* **PROMPT**
From the line containing "Could you point out the fingertip" through the last line of the entries, output the text exactly. Pictures stay out.

## Start RECORD SET

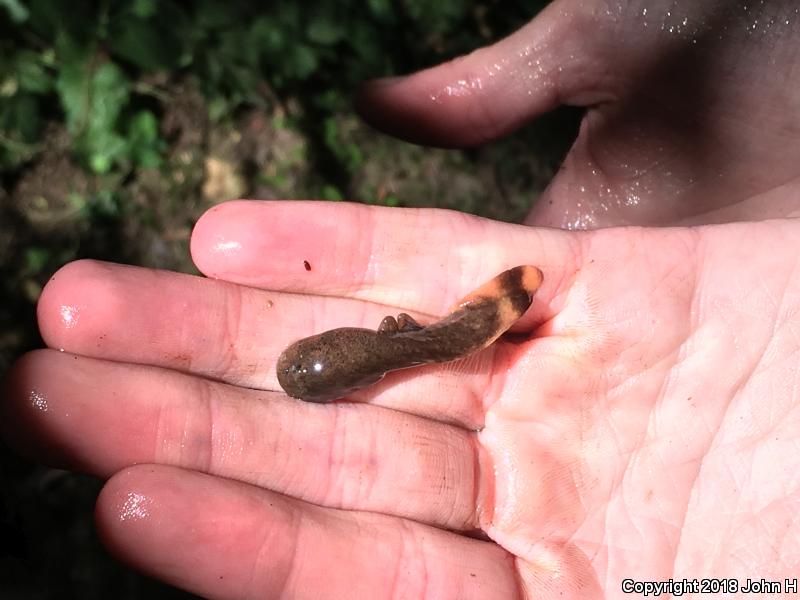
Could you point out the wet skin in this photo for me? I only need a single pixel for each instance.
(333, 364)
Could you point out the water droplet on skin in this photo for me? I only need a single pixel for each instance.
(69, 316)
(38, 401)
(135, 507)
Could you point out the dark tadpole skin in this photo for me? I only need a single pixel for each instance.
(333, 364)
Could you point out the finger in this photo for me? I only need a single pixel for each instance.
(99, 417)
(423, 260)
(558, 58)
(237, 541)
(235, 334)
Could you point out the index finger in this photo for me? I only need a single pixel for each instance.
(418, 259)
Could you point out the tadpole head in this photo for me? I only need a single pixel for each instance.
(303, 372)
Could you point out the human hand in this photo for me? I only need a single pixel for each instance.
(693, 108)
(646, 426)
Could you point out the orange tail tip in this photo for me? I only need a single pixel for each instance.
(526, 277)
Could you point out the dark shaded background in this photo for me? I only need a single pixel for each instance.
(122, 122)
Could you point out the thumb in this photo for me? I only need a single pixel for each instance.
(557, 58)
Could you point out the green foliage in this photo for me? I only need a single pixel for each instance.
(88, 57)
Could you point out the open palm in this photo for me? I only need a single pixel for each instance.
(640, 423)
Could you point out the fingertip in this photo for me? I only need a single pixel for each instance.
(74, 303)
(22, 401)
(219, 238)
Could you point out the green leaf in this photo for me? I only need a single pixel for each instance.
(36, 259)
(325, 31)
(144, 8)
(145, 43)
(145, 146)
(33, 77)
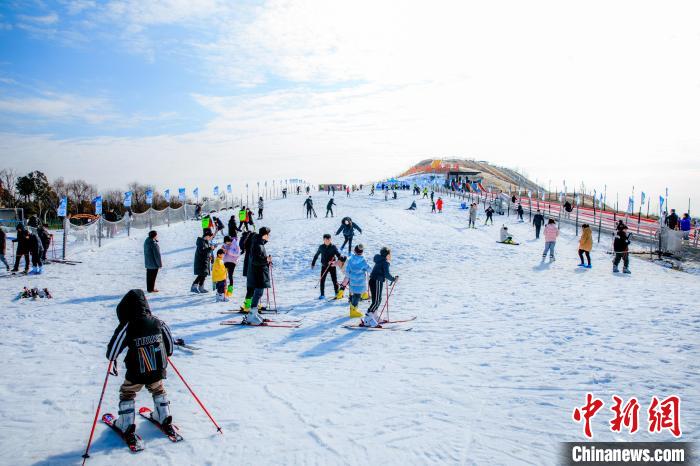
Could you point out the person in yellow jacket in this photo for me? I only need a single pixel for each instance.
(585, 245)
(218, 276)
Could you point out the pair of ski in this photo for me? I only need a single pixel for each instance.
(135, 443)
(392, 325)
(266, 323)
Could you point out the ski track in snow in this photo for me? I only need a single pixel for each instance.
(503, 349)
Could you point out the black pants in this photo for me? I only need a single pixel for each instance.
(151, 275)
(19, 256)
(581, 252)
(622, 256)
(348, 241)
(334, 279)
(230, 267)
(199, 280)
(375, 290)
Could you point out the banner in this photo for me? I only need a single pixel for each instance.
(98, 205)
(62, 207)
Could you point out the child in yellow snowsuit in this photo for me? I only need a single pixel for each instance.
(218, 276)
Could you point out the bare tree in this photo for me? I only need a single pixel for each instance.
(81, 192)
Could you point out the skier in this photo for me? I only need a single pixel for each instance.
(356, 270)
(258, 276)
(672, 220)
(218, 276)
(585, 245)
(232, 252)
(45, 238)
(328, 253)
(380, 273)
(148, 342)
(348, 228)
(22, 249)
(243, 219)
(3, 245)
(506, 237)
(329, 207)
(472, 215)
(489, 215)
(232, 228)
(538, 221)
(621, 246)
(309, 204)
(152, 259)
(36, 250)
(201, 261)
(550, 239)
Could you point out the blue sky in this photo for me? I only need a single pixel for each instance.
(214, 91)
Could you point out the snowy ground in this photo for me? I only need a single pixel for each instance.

## End RECORD SET

* **COMPLETE OUTPUT**
Could you point out the fingertip in this photo for me? I only need a single pixel for each instance.
(74, 303)
(22, 401)
(219, 238)
Could you point out the green leaf in this photo for me? I only need a single pixel for each instance.
(36, 259)
(325, 31)
(144, 8)
(145, 43)
(145, 146)
(33, 77)
Could you point out the person in yellow jacket in this photo for me? I only need a single pixel for each instance.
(585, 245)
(218, 276)
Could you point out the pair of ski in this photo for me? I only need a single pixel for each instance.
(135, 443)
(392, 325)
(266, 323)
Could you point out the ski track in snow in this photo for me? I only need a single pixel for each instance.
(503, 349)
Could you point out the black pants in this photo for me? I only need a single pixel for each instance.
(151, 275)
(19, 256)
(581, 252)
(622, 256)
(348, 241)
(334, 279)
(230, 267)
(199, 280)
(375, 290)
Could you point out the banner in this photo for me? I only need a single pixel for each instance.
(98, 205)
(62, 207)
Could you point out the child in yellow snowsuit in this photo for me? I only need a single pixel for each instance.
(218, 276)
Could you point out the bare tree in this photo for me? I only need a single pixel for each instance.
(81, 192)
Could you point out the skier in this photo for me? I only need a single pixel for each instance.
(356, 270)
(258, 276)
(672, 220)
(218, 276)
(585, 245)
(232, 252)
(45, 238)
(328, 253)
(380, 273)
(148, 342)
(348, 228)
(22, 249)
(243, 219)
(3, 245)
(506, 237)
(329, 207)
(472, 215)
(489, 215)
(232, 228)
(538, 221)
(621, 246)
(309, 204)
(152, 259)
(36, 250)
(201, 261)
(550, 239)
Could you point out the blue sky in this photo for me? I only need a single pixel for each instance.
(214, 91)
Could you point out the snowy ground in this photo for me? I only need a single pixel for each instance.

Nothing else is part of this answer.